▸ **REQUIRED ACTION**
Continue the passage on valuing a professional practice for sale, starting right after its last sentence.

▸ **SOURCE PASSAGE**
I work with extremely successful and exceptionally bright professionals who, after years of hard work, have grown a business that has going concern. But like most savvy business owners, my clients come to realize that it is time to transition and “pass the baton”, so to speak, to a younger professional who can carry the business into the next generation. But selling a business is a lot of work. And certainly selling a professional service business must be harder (or so many of my clients think). Then the question remains: is it worth it? The short answer: absolutely. Sure, there are countless moving parts and factors to consider when selling a business. But with the proper planning and team in place, you can maximize your return on investment. In fact, your business may be worth even more than you think. And, fortunately, there are several rules of thumb for selling a business that you can consider. 

Now that you have decided to sell your business, I am sure you are longing to know how much value can be obtained from selling it. And, even more, how do you go about determining value? Let me speak candidly for a moment: valuing a business, which has grown organically over the course of 20+ years, is no easy task. And while business valuation is not an exact science, I can assure you that there is a way to determine, with 100% certainty, what the value of your business is: put it on the market!

If you don’t want to test the market before having a general idea of what your business is worth (a good idea), take a look at the following six general rules of thumb for business valuation. With some objective reflection, you should feel confident in what the market will bear when you put your business up for sale. 

  1. Starting Point: In general, the starting point for the value of a law practice begins at 0.9-1.0 times annual gross revenue. If you have an accounting practice, the starting point is closer to 1.0-1.2 times annual gross revenue. Other private practices, like medical or dental, have yet a different multiplier. But as you apply the following factors, you can expect the multiple to increase or decrease slightly.

(Saved entries)

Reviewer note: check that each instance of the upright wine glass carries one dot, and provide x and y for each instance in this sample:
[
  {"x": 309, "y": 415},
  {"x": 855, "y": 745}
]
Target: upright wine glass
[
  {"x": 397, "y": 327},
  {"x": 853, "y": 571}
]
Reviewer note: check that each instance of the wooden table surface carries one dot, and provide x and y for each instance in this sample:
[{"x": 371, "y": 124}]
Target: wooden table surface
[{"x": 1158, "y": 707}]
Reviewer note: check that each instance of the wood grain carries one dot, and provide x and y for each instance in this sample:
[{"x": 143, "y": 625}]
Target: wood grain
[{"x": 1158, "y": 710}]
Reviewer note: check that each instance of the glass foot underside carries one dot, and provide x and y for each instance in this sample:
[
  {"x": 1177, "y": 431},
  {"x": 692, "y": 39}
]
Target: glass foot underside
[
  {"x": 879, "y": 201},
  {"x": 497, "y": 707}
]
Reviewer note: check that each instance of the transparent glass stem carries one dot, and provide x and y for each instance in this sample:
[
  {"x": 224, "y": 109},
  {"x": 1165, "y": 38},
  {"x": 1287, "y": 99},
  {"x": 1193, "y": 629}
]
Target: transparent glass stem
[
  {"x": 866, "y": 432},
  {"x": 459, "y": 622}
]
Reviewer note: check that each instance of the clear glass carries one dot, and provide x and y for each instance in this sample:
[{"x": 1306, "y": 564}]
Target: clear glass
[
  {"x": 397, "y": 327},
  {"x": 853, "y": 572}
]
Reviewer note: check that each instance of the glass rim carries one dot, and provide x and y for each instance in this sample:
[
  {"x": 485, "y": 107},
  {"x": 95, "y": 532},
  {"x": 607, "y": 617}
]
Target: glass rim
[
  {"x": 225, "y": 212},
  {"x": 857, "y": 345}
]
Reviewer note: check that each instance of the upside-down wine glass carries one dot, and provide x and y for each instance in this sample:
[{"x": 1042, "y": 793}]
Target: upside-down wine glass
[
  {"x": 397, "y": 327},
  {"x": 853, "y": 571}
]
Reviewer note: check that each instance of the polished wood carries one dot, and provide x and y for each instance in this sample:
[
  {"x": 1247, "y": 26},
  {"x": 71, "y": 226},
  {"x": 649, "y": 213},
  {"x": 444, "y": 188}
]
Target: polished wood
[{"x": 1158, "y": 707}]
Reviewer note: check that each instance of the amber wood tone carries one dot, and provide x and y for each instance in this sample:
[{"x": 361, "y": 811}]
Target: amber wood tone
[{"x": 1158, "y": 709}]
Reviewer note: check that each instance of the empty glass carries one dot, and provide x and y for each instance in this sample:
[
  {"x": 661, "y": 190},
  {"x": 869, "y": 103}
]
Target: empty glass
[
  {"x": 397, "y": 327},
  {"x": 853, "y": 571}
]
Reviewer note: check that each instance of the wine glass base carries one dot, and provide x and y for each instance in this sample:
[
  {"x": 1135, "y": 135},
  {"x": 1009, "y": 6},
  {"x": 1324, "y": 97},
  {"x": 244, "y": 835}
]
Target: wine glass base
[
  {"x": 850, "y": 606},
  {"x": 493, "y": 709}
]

▸ **TASK RESPONSE**
  1. Payment Terms: Cash is king. You should plan on having both a cash (lower) and seller-financed (higher) price in mind. For instance, if a buyer brings 100% of the purchase price at closing (or darn near), then you should be willing to take the “lower” cash price as the risk of not getting paid falls close to zero. Conversely, if you are willing to finance all, or a majority of the purchase price, then the total purchase price should be higher.
  1. Ownership Transition: The more you are willing to provide by way of transition assistance, the higher the potential multiplier. Keep in mind that with either a cash or financed price, the buyer is paying you for a certain amount of transition assistance. As a seller, you should expect to provide transition services as part of the deal, including making introductions to key clients, referral sources, and the like. But the more you are willing to help ensure a successful transition, the higher the value to the buyer and, therefore, the larger the multiplier you are likely to receive.
  1. Client Relationships: Continued patronage from repeat clients is an important factor that you should be tracking long before taking your business to market (if you aren’t tracking this, start now). The more you can show that revenue is tied to clients that come back month-over-month or year-over-year (depending on your practice), the better. Think about it: your business is attractive so long as revenue is coming in the door with or without you. So, the more automatic the reoccurring revenue is, the higher the multiplier you can expect.
  1. Client Concentration:  Having revenue concentrated with one or a few “large” accounts can sometimes cause a decrease in the potential value of a professional service business. However, the contrary is also true: having no concentration, but revenue that is spread across a variety of clients, can actually increase value. If you do not have a high concentration of revenue tied to any one large client, then you have minimized the risk of losing a substantial amount of revenue if any one client were to leave, thus creating a higher potential multiplier.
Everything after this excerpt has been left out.